- **PROBLEM TO WORK ON**
The result should be every line of the listing that holds the word "door".

==================================================

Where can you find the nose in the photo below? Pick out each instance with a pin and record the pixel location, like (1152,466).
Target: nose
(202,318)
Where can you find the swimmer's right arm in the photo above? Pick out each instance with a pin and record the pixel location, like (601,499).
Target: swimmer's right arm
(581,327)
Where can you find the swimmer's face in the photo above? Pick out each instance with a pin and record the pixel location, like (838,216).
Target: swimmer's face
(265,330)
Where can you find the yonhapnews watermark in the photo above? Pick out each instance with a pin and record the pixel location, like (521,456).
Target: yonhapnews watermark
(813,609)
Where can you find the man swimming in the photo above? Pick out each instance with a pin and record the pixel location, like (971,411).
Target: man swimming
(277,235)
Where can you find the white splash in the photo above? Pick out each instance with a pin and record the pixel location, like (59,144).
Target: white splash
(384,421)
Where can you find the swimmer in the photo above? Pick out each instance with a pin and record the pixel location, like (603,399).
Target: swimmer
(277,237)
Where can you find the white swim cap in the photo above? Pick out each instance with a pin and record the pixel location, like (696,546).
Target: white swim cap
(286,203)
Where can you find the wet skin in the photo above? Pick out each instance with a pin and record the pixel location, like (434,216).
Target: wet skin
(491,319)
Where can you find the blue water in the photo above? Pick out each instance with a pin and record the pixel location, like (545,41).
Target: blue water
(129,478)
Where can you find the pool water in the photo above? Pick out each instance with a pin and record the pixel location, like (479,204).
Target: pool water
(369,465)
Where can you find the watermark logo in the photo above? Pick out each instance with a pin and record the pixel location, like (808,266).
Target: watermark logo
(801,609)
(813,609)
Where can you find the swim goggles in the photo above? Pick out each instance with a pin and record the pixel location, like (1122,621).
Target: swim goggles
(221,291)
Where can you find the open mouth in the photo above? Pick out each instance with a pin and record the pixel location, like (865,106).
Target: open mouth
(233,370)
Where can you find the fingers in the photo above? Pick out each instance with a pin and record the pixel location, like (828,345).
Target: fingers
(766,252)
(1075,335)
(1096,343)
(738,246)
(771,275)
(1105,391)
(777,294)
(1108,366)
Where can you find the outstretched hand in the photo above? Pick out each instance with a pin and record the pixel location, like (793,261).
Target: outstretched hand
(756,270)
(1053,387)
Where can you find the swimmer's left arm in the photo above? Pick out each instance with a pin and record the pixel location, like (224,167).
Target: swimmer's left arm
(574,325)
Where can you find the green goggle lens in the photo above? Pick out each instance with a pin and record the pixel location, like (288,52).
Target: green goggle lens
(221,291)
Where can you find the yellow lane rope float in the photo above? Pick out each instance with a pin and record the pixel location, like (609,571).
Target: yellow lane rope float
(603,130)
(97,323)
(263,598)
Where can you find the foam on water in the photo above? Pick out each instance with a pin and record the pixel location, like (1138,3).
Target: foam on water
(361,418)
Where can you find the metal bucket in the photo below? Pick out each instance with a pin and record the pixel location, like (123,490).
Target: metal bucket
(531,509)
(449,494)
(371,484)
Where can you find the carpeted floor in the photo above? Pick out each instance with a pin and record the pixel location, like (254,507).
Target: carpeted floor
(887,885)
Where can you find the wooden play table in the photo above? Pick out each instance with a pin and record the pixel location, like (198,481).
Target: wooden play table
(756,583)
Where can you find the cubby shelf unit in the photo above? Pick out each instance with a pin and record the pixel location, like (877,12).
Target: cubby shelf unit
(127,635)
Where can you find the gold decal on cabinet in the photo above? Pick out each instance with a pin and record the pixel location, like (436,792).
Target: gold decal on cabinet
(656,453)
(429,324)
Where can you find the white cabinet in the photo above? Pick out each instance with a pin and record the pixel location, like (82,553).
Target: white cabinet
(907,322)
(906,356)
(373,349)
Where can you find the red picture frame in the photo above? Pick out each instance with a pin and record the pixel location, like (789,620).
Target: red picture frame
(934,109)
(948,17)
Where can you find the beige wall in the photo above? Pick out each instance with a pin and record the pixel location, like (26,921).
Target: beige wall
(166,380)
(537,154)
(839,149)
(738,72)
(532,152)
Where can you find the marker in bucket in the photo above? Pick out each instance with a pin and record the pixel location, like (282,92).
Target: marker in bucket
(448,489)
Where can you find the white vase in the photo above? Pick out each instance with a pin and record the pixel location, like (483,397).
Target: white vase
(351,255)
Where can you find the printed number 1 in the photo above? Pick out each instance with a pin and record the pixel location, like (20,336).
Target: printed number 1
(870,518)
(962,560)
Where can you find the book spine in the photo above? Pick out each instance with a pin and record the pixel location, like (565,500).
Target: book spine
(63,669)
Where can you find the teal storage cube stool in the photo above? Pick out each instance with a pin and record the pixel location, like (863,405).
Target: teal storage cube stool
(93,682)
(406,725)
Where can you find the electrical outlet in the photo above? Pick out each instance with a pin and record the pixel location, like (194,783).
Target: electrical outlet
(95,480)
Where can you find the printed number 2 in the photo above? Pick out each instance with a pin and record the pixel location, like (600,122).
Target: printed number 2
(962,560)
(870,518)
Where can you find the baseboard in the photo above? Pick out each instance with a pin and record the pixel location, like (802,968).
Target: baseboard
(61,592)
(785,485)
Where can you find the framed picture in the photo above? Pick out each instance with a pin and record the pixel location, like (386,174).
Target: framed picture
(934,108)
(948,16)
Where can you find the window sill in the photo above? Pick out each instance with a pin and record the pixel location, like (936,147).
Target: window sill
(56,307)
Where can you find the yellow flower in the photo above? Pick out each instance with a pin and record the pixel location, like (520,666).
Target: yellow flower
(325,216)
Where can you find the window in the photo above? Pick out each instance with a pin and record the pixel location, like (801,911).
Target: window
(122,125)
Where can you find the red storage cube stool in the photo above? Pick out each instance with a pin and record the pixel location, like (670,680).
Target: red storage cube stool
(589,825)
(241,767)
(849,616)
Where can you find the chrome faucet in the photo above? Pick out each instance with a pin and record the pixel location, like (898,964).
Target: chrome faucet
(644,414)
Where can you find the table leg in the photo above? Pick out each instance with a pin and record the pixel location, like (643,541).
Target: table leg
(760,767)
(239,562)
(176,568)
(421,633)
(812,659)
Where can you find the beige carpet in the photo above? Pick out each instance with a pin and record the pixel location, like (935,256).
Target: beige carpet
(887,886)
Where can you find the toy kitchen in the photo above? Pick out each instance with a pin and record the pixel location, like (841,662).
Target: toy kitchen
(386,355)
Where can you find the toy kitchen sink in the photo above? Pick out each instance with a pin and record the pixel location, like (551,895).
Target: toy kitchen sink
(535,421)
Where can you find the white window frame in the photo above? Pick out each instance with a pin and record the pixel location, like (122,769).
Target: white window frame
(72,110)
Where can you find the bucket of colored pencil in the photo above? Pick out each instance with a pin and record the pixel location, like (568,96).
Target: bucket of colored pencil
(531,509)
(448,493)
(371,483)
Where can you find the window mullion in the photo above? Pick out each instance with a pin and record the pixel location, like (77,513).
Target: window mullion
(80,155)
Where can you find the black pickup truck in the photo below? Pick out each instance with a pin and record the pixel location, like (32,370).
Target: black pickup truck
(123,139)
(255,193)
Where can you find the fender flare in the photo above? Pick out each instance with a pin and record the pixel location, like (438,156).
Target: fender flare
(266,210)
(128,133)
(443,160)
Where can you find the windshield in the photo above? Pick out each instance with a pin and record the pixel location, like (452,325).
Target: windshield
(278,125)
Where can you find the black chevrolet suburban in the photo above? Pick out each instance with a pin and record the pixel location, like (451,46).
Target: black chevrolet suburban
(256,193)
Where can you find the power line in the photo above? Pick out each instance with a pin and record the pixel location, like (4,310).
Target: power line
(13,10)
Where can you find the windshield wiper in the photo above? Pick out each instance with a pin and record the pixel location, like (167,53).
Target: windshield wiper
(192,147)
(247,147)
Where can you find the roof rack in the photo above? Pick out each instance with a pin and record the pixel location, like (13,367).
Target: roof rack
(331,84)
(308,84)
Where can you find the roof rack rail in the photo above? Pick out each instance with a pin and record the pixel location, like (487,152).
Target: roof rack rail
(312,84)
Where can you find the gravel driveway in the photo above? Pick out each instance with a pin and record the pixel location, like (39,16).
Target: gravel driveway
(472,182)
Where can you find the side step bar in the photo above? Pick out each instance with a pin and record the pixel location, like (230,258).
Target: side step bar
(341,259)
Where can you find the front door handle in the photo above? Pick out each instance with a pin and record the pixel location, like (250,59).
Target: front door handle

==================================================

- **TASK RESULT**
Where can you find the front door handle in the photo above? Pick out each instance with a pin and record the pixel location, like (250,59).
Target: front door handle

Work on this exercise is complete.